* _Short exercise_: Can you turn the listing below, between the lines holding "white house you find." and "[327,0,1100,102]", inclusive, into a Markdown table with a Row column that numbers each line and a Line column that holds it, leaving out blank lines?

* _Input material_:
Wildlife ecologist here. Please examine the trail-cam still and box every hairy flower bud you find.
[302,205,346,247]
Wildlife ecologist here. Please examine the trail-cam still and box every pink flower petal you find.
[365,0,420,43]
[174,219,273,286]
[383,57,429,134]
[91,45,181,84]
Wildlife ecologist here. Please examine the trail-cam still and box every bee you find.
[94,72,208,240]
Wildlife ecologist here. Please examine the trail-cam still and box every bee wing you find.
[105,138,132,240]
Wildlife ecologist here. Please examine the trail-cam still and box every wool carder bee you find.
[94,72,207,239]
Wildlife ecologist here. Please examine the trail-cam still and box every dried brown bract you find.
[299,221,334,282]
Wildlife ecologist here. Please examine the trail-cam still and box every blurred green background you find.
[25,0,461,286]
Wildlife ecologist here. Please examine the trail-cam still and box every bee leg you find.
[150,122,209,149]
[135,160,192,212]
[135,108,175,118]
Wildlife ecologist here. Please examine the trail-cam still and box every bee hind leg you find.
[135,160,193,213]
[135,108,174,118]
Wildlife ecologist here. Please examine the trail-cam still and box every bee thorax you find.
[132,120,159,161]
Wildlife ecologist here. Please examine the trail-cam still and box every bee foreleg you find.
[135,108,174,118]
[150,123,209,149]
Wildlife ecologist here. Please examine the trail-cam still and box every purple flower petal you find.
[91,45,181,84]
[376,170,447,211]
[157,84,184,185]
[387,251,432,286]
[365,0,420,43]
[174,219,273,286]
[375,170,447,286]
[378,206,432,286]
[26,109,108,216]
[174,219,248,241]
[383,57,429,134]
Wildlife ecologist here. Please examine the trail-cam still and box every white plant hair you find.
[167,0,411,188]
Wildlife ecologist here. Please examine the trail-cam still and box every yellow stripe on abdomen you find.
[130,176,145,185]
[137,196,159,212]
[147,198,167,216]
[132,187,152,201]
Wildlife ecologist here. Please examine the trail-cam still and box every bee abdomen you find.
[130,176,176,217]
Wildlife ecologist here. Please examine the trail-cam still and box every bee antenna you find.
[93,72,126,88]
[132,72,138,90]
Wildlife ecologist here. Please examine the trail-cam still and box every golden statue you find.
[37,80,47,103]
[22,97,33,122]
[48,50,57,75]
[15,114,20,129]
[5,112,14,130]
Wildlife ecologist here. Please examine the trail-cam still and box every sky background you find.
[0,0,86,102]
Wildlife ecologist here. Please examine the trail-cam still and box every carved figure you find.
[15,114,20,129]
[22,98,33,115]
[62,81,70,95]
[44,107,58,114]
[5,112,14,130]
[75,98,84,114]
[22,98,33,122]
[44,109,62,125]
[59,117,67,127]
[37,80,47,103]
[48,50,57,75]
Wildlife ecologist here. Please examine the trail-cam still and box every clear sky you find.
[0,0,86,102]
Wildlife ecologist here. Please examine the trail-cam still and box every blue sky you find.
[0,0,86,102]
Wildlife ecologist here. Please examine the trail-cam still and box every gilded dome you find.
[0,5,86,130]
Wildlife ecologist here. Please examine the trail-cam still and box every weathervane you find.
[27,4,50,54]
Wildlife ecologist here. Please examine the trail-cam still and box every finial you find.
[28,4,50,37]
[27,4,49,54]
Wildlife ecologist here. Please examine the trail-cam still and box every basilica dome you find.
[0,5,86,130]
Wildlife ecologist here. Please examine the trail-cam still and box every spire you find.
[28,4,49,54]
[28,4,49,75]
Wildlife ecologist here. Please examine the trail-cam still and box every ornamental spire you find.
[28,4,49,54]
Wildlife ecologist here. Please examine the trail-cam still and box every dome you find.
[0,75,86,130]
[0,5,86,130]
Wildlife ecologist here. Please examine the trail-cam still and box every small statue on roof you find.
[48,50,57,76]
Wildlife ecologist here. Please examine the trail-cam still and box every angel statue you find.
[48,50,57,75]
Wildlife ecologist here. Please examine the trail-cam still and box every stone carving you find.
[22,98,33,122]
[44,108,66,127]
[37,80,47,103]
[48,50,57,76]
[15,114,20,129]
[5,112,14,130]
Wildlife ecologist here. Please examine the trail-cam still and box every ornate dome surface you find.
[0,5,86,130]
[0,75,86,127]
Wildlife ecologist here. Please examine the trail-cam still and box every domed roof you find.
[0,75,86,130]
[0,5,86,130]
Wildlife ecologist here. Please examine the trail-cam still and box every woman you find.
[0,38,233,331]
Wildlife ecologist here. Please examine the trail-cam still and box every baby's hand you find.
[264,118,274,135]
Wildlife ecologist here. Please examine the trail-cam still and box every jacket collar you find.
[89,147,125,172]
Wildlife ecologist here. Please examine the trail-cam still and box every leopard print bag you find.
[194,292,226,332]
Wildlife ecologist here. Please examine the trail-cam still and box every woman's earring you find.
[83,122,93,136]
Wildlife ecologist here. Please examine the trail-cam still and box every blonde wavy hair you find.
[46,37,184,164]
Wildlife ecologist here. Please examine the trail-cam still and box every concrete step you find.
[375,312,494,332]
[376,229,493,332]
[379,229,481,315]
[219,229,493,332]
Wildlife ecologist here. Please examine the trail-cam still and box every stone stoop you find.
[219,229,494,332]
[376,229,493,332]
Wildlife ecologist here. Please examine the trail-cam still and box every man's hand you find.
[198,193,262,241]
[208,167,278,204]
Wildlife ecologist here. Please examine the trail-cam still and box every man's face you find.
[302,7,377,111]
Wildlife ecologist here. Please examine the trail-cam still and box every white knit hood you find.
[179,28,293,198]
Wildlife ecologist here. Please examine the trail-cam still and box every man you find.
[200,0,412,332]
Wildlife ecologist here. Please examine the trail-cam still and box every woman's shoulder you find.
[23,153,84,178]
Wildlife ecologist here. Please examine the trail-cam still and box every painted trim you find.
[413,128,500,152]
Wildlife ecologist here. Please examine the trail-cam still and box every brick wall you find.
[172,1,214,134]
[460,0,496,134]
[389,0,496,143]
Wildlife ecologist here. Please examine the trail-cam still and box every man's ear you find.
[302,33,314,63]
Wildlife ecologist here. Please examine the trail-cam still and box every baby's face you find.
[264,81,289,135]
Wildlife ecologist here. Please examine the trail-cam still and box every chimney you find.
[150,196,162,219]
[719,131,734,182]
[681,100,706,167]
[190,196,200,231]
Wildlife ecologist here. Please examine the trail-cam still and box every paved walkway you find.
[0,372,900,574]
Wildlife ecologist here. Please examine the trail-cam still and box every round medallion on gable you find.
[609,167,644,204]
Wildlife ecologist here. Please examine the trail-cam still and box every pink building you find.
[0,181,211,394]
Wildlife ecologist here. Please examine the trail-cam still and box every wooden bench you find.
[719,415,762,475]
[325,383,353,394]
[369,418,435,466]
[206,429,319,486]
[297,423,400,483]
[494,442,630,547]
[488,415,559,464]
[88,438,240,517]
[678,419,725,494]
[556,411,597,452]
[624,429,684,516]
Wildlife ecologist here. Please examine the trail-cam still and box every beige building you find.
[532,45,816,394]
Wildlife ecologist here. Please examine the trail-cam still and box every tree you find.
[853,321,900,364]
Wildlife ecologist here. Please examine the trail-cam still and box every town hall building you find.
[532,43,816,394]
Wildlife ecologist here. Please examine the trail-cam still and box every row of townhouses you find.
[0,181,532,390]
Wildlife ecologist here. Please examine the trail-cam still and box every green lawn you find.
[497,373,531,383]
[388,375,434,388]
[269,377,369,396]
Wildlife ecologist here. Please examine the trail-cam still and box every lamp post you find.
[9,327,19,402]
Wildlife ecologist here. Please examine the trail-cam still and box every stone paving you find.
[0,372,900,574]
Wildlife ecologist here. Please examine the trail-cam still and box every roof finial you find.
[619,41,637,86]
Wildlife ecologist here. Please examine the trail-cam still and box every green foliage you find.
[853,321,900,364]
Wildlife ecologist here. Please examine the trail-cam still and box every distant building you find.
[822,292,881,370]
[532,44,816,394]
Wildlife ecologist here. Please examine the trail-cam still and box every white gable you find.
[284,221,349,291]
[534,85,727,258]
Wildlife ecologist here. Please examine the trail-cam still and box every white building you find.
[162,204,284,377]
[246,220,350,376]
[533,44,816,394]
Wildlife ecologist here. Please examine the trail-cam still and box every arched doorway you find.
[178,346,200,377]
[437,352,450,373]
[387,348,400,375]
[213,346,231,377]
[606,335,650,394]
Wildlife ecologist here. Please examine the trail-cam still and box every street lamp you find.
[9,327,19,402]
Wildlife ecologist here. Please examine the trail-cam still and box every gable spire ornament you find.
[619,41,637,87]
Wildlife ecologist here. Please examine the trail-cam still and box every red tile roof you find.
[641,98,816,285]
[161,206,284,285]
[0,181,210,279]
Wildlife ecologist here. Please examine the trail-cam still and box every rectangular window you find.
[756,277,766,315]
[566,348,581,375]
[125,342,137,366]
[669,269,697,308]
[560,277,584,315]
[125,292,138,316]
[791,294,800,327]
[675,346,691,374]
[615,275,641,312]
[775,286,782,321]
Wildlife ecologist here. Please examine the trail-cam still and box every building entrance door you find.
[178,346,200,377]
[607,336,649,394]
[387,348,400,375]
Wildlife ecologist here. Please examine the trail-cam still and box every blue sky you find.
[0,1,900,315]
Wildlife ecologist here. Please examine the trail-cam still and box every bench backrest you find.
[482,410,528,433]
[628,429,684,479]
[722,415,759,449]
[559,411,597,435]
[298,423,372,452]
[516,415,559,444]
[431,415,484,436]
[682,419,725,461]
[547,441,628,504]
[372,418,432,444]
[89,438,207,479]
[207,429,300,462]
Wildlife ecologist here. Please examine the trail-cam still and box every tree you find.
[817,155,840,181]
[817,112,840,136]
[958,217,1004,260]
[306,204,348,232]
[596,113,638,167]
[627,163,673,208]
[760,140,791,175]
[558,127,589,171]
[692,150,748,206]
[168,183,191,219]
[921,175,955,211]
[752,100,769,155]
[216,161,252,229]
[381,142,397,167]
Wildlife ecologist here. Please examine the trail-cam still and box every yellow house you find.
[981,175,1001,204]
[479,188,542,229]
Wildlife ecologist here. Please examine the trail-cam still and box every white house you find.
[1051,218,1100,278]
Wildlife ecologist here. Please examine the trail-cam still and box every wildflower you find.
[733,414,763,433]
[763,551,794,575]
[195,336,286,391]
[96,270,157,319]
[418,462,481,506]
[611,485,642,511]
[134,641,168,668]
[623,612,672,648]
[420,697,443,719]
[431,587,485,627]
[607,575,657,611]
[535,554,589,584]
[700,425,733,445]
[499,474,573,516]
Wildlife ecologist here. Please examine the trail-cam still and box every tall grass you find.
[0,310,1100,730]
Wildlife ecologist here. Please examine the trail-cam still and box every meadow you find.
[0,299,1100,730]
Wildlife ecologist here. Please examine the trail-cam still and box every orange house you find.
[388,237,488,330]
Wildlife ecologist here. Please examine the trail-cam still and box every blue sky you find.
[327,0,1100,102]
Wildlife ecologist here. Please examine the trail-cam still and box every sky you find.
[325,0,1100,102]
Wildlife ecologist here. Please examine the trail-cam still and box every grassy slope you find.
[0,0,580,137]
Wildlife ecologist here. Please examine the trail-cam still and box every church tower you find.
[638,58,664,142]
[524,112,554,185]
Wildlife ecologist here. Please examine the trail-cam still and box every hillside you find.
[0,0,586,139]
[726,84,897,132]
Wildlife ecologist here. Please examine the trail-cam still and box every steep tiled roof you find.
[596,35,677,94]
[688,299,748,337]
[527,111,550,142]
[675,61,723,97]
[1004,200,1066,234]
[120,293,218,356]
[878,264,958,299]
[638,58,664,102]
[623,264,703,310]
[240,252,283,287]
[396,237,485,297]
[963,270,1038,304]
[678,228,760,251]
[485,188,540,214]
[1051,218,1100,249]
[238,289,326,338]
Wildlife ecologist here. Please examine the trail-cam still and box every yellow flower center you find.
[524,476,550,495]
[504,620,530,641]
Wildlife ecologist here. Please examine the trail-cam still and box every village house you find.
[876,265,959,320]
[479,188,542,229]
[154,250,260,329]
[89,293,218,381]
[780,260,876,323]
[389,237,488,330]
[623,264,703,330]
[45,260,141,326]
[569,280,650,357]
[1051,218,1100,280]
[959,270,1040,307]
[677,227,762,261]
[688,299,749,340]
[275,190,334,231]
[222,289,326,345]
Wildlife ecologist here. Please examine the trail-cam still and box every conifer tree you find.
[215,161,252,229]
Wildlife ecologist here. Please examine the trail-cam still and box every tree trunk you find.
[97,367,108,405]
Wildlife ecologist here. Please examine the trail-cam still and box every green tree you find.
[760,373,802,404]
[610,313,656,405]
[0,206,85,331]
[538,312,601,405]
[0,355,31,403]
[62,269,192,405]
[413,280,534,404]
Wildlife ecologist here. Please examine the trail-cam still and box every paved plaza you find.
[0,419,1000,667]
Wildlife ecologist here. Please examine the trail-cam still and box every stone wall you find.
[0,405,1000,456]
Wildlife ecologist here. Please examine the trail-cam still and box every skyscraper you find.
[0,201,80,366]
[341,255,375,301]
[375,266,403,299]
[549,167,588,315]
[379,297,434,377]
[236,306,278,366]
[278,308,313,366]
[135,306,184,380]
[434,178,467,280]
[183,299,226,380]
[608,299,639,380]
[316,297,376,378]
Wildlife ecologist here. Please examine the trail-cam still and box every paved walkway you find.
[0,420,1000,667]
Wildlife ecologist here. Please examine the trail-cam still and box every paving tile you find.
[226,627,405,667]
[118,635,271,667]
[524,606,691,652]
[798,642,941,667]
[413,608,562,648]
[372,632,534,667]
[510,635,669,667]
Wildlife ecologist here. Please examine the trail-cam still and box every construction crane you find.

* _Solution for this problem_:
| Row | Line |
|---|---|
| 1 | Wildlife ecologist here. Please examine the trail-cam still and box every white house you find. |
| 2 | [1051,218,1100,278] |
| 3 | Wildlife ecologist here. Please examine the trail-cam still and box every wildflower you find. |
| 4 | [733,414,763,433] |
| 5 | [763,551,794,575] |
| 6 | [195,336,286,391] |
| 7 | [96,270,157,319] |
| 8 | [418,462,481,506] |
| 9 | [611,485,642,511] |
| 10 | [134,641,168,668] |
| 11 | [623,612,672,648] |
| 12 | [420,697,443,719] |
| 13 | [431,587,485,627] |
| 14 | [607,575,657,611] |
| 15 | [535,554,589,584] |
| 16 | [700,425,733,445] |
| 17 | [499,474,573,516] |
| 18 | Wildlife ecologist here. Please examine the trail-cam still and box every tall grass you find. |
| 19 | [0,310,1100,730] |
| 20 | Wildlife ecologist here. Please examine the trail-cam still and box every meadow you find. |
| 21 | [0,299,1100,730] |
| 22 | Wildlife ecologist here. Please examine the trail-cam still and box every orange house you find. |
| 23 | [388,237,488,330] |
| 24 | Wildlife ecologist here. Please examine the trail-cam still and box every blue sky you find. |
| 25 | [327,0,1100,102] |